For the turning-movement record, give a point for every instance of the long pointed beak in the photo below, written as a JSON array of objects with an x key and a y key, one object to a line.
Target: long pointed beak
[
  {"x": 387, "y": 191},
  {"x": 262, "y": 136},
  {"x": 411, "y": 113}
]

· · · · · · ·

**Required work**
Your job is to give the data above again exactly, in full.

**Answer**
For the turning-movement record, give a point for every instance of the long pointed beak in the photo below, written as a JSON array of objects with an x key and a y key, one object to a line.
Target: long pointed beak
[
  {"x": 387, "y": 191},
  {"x": 262, "y": 136},
  {"x": 411, "y": 113}
]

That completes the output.